DATA EXTRACT:

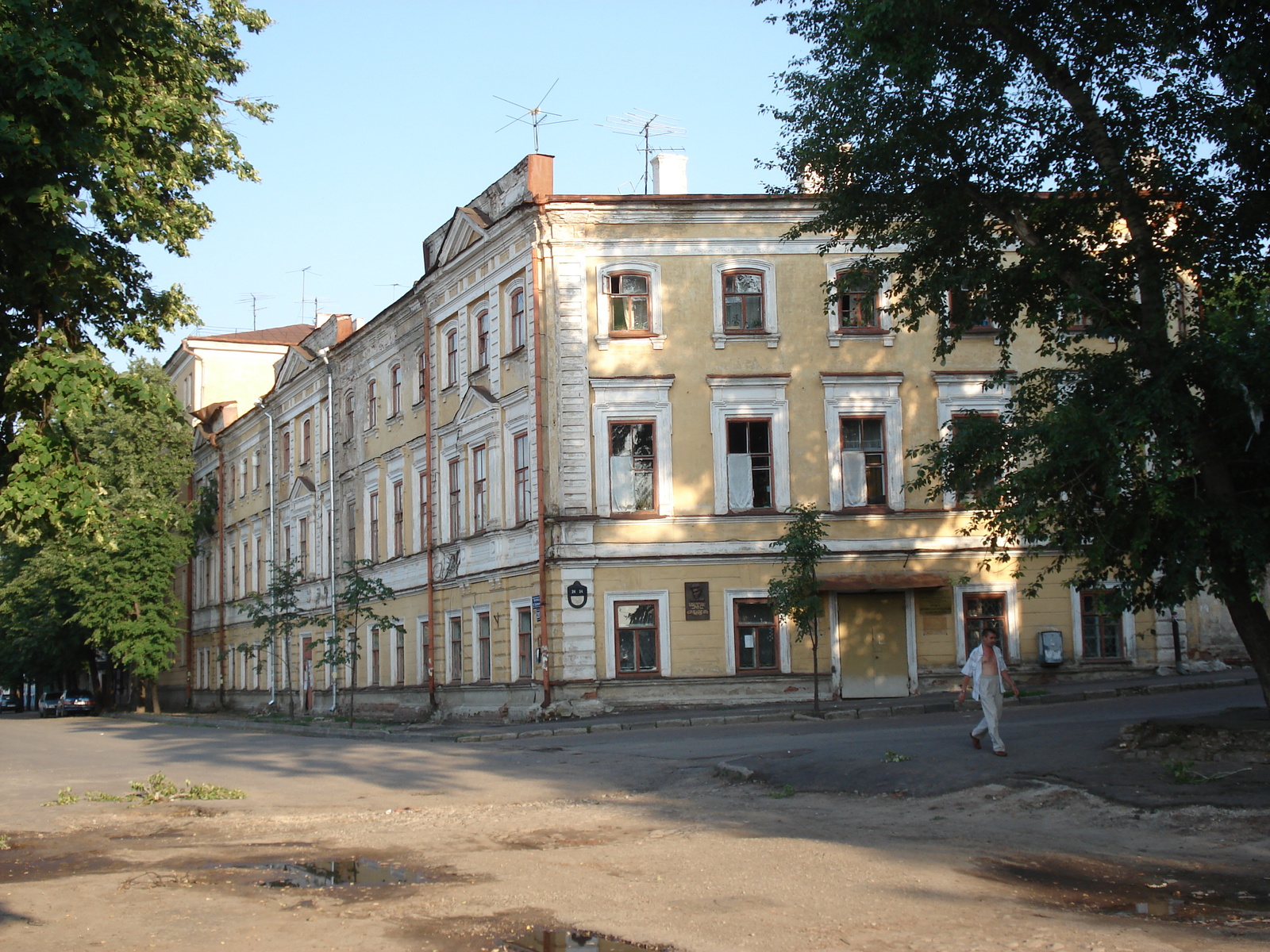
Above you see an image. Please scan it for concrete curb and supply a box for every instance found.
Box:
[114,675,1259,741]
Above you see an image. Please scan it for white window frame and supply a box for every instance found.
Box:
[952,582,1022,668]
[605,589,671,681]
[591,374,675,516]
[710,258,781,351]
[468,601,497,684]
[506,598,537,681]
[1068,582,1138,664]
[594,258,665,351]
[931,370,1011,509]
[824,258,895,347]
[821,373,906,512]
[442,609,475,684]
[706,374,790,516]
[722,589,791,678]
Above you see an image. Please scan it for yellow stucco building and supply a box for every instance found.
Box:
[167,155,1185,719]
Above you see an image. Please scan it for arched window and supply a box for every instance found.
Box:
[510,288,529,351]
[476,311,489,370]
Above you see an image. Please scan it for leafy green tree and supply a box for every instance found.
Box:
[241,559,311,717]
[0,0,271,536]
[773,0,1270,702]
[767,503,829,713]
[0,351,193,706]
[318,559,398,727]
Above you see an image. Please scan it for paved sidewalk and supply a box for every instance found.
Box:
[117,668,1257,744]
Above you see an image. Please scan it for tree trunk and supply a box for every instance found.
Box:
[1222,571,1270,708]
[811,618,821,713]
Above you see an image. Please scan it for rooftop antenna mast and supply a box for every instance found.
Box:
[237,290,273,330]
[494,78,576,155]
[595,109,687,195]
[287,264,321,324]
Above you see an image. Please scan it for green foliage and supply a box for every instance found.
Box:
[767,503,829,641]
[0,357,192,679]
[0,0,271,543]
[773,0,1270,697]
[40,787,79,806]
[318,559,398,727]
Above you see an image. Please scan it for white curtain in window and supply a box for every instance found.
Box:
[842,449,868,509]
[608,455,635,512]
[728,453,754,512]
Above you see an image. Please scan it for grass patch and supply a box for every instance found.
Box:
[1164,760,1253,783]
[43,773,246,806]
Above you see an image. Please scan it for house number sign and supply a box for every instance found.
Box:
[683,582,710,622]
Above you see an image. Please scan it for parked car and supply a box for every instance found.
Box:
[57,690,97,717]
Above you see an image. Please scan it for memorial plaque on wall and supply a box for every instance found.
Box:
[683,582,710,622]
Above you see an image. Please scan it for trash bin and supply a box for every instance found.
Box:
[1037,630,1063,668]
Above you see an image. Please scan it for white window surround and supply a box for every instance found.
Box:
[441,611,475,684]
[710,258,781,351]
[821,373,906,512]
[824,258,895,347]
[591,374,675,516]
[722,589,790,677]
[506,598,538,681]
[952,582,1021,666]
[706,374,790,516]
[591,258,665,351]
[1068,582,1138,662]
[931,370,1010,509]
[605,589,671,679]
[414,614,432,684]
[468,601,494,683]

REQUIREMENT: Report every line above that contains the word "green", copying each such line in full. Only matches with the same capitalization count.

SOLUTION TO THE PROBLEM:
Above you see an image. Please scan it for leafy green tree and supply a box for every instance found.
Above you see an image. Please scan it for green foliage and supply a box for every instance found.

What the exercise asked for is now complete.